GIVEN PASSAGE:
▽

That is also why compliance checks keep missing these paths. A configuration scanner evaluates each resource against a rule and each finding gets a severity in isolation. Attack paths do not respect that model. Below are the six misconfiguration families we keep proving in production cloud environments, why each one matters on a real route, and how to verify the fix actually closed it.

The six families, in the order we find them

1. Over-privileged identities and roles

The most common finding in any cloud environment we test: identities — human and workload alike — that can do far more than their job requires. Broad managed policies attached "to make it work", Contributor granted at subscription scope instead of resource scope, and roles that can quietly escalate themselves: permission to pass a more privileged role to a new compute instance, to attach policies to their own identity, or to run commands on machines that hold better credentials. In the cloud, the ability to grant privilege is privilege.

Fix: derive least privilege from what each identity has actually used, not from what someone guessed it might need — both major platforms will tell you which permissions have been exercised. Separate human identities from workload identities, and treat any permission that can modify identity or pass roles as an administrative right, reviewed with the same rigour as an admin account.

2. Public storage and snapshot exposure

The famous case is the object storage bucket opened to the world "temporarily" for a launch or a vendor handoff. The quieter cases hurt more: machine images and disk snapshots shared publicly or account-wide, database exports parked in a bucket with a permissive policy, and pre-signed or shared-access URLs that never expire. What matters is not the storage itself but what teams put in it — configuration files, connection strings, and credentials that become the first hop of a longer route.

Fix: turn on account-level and subscription-level public access blocks so a single mistaken bucket policy cannot override the default. Inventory every snapshot and image shared outside the account, and put expiry dates on every shared link. Treat anything that was ever public as disclosed: rotate the credentials it contained rather than hoping nobody looked.

△

PROBLEMS TO SOLVE:
1. In the passage on cloud misconfigurations, which permissions should be treated as an administrative right?
2. Write the next part of the passage on cloud misconfigurations, starting after its last sentence.

EXCERPTED DATA:
▽

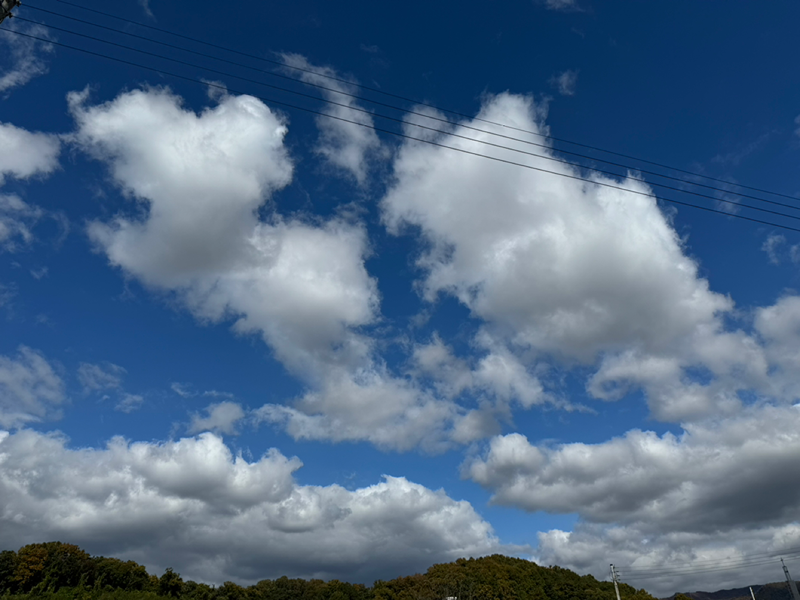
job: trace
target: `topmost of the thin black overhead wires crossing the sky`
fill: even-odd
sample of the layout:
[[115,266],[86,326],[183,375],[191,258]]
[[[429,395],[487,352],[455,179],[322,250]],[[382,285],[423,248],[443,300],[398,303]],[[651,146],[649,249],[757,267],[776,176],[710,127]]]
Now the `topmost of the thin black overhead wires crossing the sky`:
[[[344,79],[344,78],[341,78],[341,77],[336,77],[334,75],[330,75],[330,74],[327,74],[327,73],[321,73],[321,72],[315,71],[313,69],[305,69],[305,68],[302,68],[302,67],[286,65],[285,63],[283,63],[281,61],[265,58],[263,56],[258,56],[258,55],[250,54],[250,53],[247,53],[247,52],[242,52],[240,50],[235,50],[233,48],[228,48],[228,47],[225,47],[225,46],[221,46],[221,45],[218,45],[218,44],[214,44],[214,43],[211,43],[211,42],[208,42],[208,41],[205,41],[205,40],[201,40],[201,39],[198,39],[198,38],[194,38],[194,37],[191,37],[191,36],[187,36],[187,35],[184,35],[184,34],[175,33],[173,31],[169,31],[167,29],[162,29],[160,27],[156,27],[154,25],[149,25],[147,23],[142,23],[140,21],[134,21],[132,19],[126,19],[126,18],[120,17],[118,15],[114,15],[114,14],[107,13],[107,12],[104,12],[104,11],[101,11],[101,10],[97,10],[97,9],[93,9],[93,8],[89,8],[87,6],[83,6],[81,4],[76,4],[74,2],[69,2],[68,0],[56,0],[56,2],[60,2],[61,4],[66,4],[68,6],[79,8],[81,10],[85,10],[85,11],[88,11],[88,12],[99,14],[99,15],[102,15],[102,16],[105,16],[105,17],[109,17],[109,18],[112,18],[112,19],[117,19],[117,20],[122,21],[124,23],[129,23],[129,24],[132,24],[132,25],[137,25],[139,27],[144,27],[144,28],[150,29],[152,31],[158,31],[160,33],[165,33],[167,35],[172,35],[172,36],[175,36],[175,37],[187,40],[187,41],[191,41],[191,42],[198,43],[198,44],[203,44],[203,45],[206,45],[206,46],[208,46],[210,48],[215,48],[217,50],[224,50],[226,52],[231,52],[233,54],[237,54],[237,55],[240,55],[240,56],[245,56],[247,58],[252,58],[252,59],[259,60],[259,61],[262,61],[262,62],[266,62],[266,63],[269,63],[269,64],[277,65],[277,66],[280,66],[282,68],[288,68],[288,69],[295,70],[295,71],[298,71],[298,72],[312,74],[312,75],[315,75],[317,77],[322,77],[324,79],[328,79],[328,80],[331,80],[331,81],[337,81],[337,82],[340,82],[340,83],[346,83],[347,85],[354,86],[354,87],[357,87],[357,88],[362,89],[362,90],[367,90],[367,91],[370,91],[370,92],[373,92],[373,93],[376,93],[376,94],[381,94],[381,95],[386,96],[386,97],[395,98],[397,100],[402,100],[404,102],[410,102],[410,103],[413,103],[413,104],[417,104],[419,106],[424,106],[426,108],[432,108],[432,109],[435,109],[435,110],[438,110],[438,111],[441,111],[441,112],[444,112],[444,113],[448,113],[448,114],[455,115],[455,116],[458,116],[458,117],[461,117],[461,118],[469,119],[471,121],[479,121],[479,122],[482,122],[482,123],[496,125],[496,126],[504,127],[506,129],[509,129],[509,130],[512,130],[512,131],[518,131],[518,132],[521,132],[521,133],[539,135],[544,139],[549,139],[549,140],[552,140],[554,142],[560,142],[560,143],[564,143],[564,144],[571,144],[573,146],[578,146],[580,148],[586,148],[587,150],[593,150],[595,152],[603,152],[605,154],[618,156],[620,158],[625,158],[627,160],[639,161],[641,163],[652,165],[652,166],[656,166],[656,167],[659,167],[659,168],[662,168],[662,169],[669,169],[669,170],[672,170],[672,171],[683,173],[685,175],[691,175],[692,177],[706,179],[706,180],[709,180],[709,181],[715,181],[717,183],[724,183],[725,185],[733,185],[735,187],[739,187],[739,188],[742,188],[742,189],[747,189],[747,190],[750,190],[750,191],[759,192],[759,193],[763,193],[763,194],[771,194],[771,195],[782,197],[782,198],[786,198],[786,199],[789,199],[789,200],[795,200],[795,201],[798,200],[798,198],[796,196],[792,196],[790,194],[783,194],[783,193],[780,193],[780,192],[773,192],[773,191],[770,191],[770,190],[765,190],[763,188],[748,186],[748,185],[744,185],[744,184],[740,184],[740,183],[733,183],[733,182],[727,181],[725,179],[712,177],[710,175],[704,175],[702,173],[697,173],[695,171],[689,171],[689,170],[685,170],[685,169],[680,169],[678,167],[673,167],[673,166],[670,166],[670,165],[667,165],[667,164],[664,164],[664,163],[659,163],[659,162],[656,162],[656,161],[646,160],[646,159],[643,159],[643,158],[631,156],[631,155],[624,154],[624,153],[621,153],[621,152],[615,152],[615,151],[612,151],[612,150],[606,150],[606,149],[600,148],[598,146],[592,146],[592,145],[589,145],[589,144],[583,144],[583,143],[580,143],[580,142],[567,140],[565,138],[558,138],[558,137],[551,136],[551,135],[545,135],[545,134],[541,134],[539,132],[530,131],[530,130],[519,128],[519,127],[514,127],[514,126],[508,125],[506,123],[500,123],[500,122],[497,122],[497,121],[491,121],[489,119],[482,119],[482,118],[477,117],[477,116],[470,116],[470,115],[464,114],[462,112],[458,112],[458,111],[447,109],[447,108],[441,108],[441,107],[436,106],[434,104],[421,102],[421,101],[415,100],[413,98],[409,98],[407,96],[402,96],[400,94],[387,92],[387,91],[381,90],[379,88],[375,88],[375,87],[371,87],[371,86],[368,86],[368,85],[360,84],[360,83],[357,83],[357,82],[349,81],[347,79]],[[372,101],[372,100],[367,100],[367,101],[375,102],[375,101]],[[563,151],[563,150],[559,150],[559,151],[566,152],[566,151]],[[607,161],[602,161],[601,159],[596,159],[596,160],[598,160],[600,162],[607,162]],[[697,185],[699,185],[699,184],[697,184]]]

△

ANSWERS BY ITEM NUMBER:
1. Any permission that can modify identity or pass roles.

2.
3. Permissive security groups and forgotten public endpoints

Rules that allow the whole internet to reach management ports, databases exposed by a rule written during an incident and never removed, and endpoints nobody remembers creating: the proof-of-concept virtual machine from last year, the orphaned load balancer still forwarding to an old service, the DNS record pointing at an address the team released months ago. Your cloud perimeter is not what the architecture diagram says — it is the sum of every rule and record anyone ever created.

Fix: build your inventory from the internet inward, not from the console outward — enumerate what actually answers on your ranges and domains, then reconcile it against what should. Default-deny on network rules, no management protocols exposed publicly, and a bias toward deletion: an endpoint with no owner should be removed, not merely restricted.

4. Secrets in code and CI

Long-lived access keys committed to repositories, echoed into pipeline logs, baked into container images, and written into infrastructure-as-code state files. Once a static credential exists, it spreads to every laptop that clones the repo and every system that stores a build artefact — and it stays valid until someone rotates it. The pipeline itself is the other half of the problem: CI runners typically hold deployment credentials, which makes the build system one of the most privileged identities in the estate and one of the least protected.

Fix: replace static keys with short-lived credentials — workload identity federation on AWS, managed identities on Azure — so there is nothing durable to leak. Run secret scanning across repositories, images, and pipeline logs, and treat any credential that ever appeared in history as compromised: deleting the commit does not delete the exposure. Rotate first, then clean up.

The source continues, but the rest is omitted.